__Exercise brief__.
Render the following sentence from the passage on speech-synthesis system components in Spanish: "The client computing devices 104 a-104 n generally include hardware and software components for establishing communications over the communication network 108 and interacting with other network entities to send and receive content and other information."
* Begin Reading passage *
The language/voice development component 102 can be any computing system that is configured to communicate via a network, such as the network 108. For example, the language/voice development component 102 may include a number of server computing devices, desktop computing devices, mainframe computers, and the like. In some embodiments, the language/voice development component 102 can include several devices physically or logically grouped together, such as an application server computing device configured to generate and modify speech syntheses languages, a database server computing device configured to store records, audio files, and other data, and a web server configured to manage interaction with various users of client computing devices 104 a-104 n during evaluation of speech synthesis languages. In some embodiments, the language/voice development component 102 can include various modules and components combined on a single device, multiple instances of a single module or component, etc.
The client computing devices 104 a-104 n can correspond to a wide variety of computing devices, including personal computing devices, laptop computing devices, hand held computing devices, terminal computing devices, mobile devices (e.g., mobile phones, tablet computing devices, etc.), wireless devices, electronic readers, media players, and various other electronic devices and appliances. The client computing devices 104 a-104 n generally include hardware and software components for establishing communications over the communication network 108 and interacting with other network entities to send and receive content and other information. In some embodiments, a client computing device 104 may include a language/voice development component 102.
The content server 108 illustrated in FIG. 1 can correspond to a logical association of one or more computing devices for hosting content and servicing requests for the hosted content over the network 108. For example, the content server 108 can include a web server component corresponding to one or more server computing devices for obtaining and processing requests for content (such as web pages) from the language/voice development component 102 or other devices or service providers. In some embodiments, the content server 106 may be a content delivery network (CDN) service provider, an application service provider, etc.
* End Reading passage *
* Begin Stored records *
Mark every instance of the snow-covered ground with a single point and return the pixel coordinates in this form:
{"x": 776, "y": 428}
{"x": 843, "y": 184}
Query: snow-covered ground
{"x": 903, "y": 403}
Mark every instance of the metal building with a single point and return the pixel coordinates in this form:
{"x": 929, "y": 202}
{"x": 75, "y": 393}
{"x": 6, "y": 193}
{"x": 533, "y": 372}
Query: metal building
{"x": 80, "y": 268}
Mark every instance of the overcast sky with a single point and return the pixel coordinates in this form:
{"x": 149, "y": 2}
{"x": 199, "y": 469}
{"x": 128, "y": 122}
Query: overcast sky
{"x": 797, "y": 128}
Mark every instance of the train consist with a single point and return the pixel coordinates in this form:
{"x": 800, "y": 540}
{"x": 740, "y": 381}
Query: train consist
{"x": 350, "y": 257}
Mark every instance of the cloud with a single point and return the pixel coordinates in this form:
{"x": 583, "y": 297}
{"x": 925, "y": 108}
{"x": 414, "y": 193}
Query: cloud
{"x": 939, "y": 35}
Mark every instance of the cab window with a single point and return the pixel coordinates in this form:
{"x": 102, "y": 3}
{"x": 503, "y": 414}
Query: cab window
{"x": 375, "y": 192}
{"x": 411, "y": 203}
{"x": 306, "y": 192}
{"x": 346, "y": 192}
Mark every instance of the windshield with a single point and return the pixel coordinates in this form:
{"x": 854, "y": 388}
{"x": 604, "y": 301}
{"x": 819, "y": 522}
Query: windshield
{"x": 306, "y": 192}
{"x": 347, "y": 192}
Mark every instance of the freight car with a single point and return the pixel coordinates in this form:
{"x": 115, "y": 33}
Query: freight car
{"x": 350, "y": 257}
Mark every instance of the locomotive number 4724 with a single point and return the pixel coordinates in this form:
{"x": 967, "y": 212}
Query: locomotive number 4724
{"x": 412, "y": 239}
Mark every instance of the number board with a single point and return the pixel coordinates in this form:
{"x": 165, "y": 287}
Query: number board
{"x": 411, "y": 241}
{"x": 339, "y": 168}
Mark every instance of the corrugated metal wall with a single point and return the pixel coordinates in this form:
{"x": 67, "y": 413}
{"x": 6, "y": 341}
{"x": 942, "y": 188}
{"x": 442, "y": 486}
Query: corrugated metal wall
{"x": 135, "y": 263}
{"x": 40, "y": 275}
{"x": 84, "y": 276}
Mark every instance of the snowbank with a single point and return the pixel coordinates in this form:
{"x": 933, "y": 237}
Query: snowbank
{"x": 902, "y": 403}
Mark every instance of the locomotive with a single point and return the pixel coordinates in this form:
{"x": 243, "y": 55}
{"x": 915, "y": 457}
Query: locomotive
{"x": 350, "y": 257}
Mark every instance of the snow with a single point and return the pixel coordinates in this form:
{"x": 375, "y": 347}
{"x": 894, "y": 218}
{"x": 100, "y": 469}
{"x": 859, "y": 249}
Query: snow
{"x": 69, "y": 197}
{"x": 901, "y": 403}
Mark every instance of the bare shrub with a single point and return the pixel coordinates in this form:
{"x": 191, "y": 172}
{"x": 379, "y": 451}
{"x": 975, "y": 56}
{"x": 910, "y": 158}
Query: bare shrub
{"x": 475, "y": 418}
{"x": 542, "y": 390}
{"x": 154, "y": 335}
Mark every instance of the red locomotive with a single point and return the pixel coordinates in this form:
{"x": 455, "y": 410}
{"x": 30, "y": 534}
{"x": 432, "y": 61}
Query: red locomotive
* End Stored records *
__Full output__.
Los dispositivos informáticos cliente 104 a-104 n generalmente incluyen componentes de hardware y software para establecer comunicaciones a través de la red de comunicación 108 e interactuar con otras entidades de red para enviar y recibir contenido y otra información.